Terapias farmacológicas com ‘multi-agonistas’ baseados em incretina estão avançando rapidamente no cenário terapêutico para obesidade. A perda de massa muscular esquelética com esses potentes agentes de perda de peso está surgindo como um possível efeito colateral. Portanto, é importante determinar se os multi-agonistas aumentam o risco de sarcopenia em pacientes suscetíveis.
Ao longo da última década, a farmacoterapia baseada em incretinas — especificamente, a classe de agonistas do receptor de peptídeo 1 semelhante ao glucagon (GLP-1R) e sucessores multi-agonistas — gerou grande entusiasmo no campo da obesidade. Esses agentes são geralmente baseados na ação comprovada do GLP-1R para suprimir o apetite e reduzir a ingestão alimentar.
Outras ações agonistas em receptores relacionados, incluindo o receptor do peptídeo insulinotrópico dependente de glicose (GIPR), o receptor de glucagon (GCGR) e o receptor de amilina, promovem efeitos sinérgicos, como melhora na supressão do apetite, aumento do gasto energético e da lipólise hepática.
Potentes candidatos a fármacos multi-agonistas baseados em incretinas estão agora sendo desenvolvidos rapidamente em várias linhas de desenvolvimento de medicamentos. Modulando várias vias de balanço energético, esses agentes podem reduzir o peso corporal total em 10–25%, o que rivaliza com os resultados alcançados por intervenções cirúrgicas. Porém, a preservação da massa muscular esquelética durante o tratamento para perda de peso está se tornando uma consideração importante no desenvolvimento desses medicamentos.

• **Dados**:
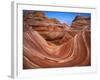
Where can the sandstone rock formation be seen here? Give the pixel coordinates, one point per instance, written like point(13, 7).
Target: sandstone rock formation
point(49, 43)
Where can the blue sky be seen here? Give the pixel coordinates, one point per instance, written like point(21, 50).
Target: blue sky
point(65, 17)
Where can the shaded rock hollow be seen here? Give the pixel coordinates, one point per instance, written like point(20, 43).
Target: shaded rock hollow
point(50, 43)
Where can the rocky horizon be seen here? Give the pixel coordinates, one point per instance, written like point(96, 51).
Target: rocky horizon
point(50, 43)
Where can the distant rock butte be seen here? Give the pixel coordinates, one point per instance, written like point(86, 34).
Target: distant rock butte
point(50, 43)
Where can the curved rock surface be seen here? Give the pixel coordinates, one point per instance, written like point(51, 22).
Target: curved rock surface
point(49, 43)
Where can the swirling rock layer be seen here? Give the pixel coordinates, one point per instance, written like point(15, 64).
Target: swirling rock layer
point(49, 43)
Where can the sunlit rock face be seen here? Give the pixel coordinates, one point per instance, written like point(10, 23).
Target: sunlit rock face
point(48, 43)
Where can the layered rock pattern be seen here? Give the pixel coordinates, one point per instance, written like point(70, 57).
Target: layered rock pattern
point(48, 43)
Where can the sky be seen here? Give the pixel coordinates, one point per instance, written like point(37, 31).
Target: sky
point(65, 17)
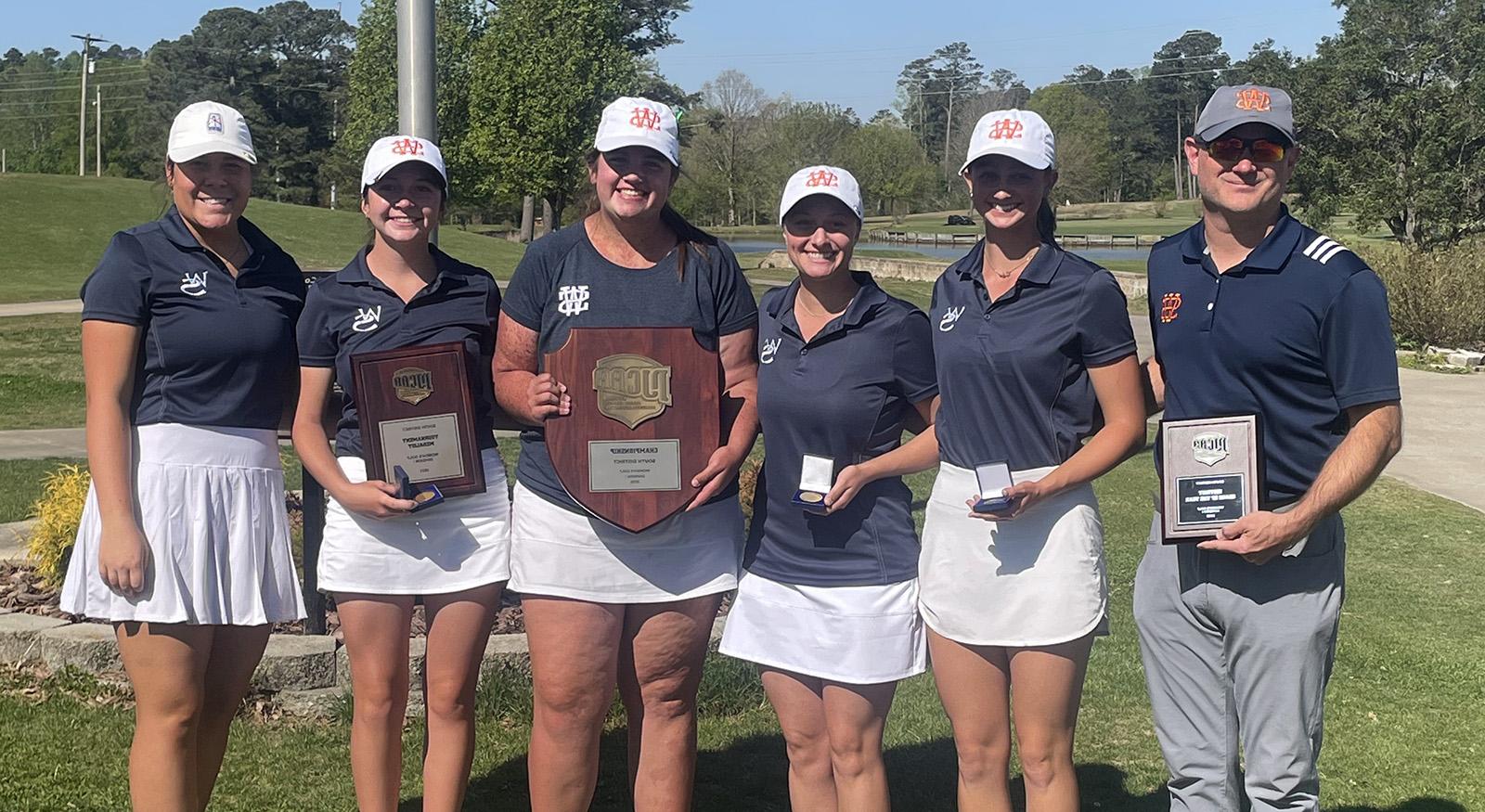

• **Sobre a tarefa**:
Responda com base no texto sobre incretinas:
1. Que possível efeito colateral dos multi-agonistas está surgindo?
2. Qual é a ação comprovada do GLP-1R em que esses agentes geralmente se baseiam?
3. Em quanto esses agentes podem reduzir o peso corporal total?
Os itens não são necessários aqui.

• **Resultado da tarefa**:
1. A perda de massa muscular esquelética.
2. Suprimir o apetite e reduzir a ingestão alimentar.
3. Em 10–25%.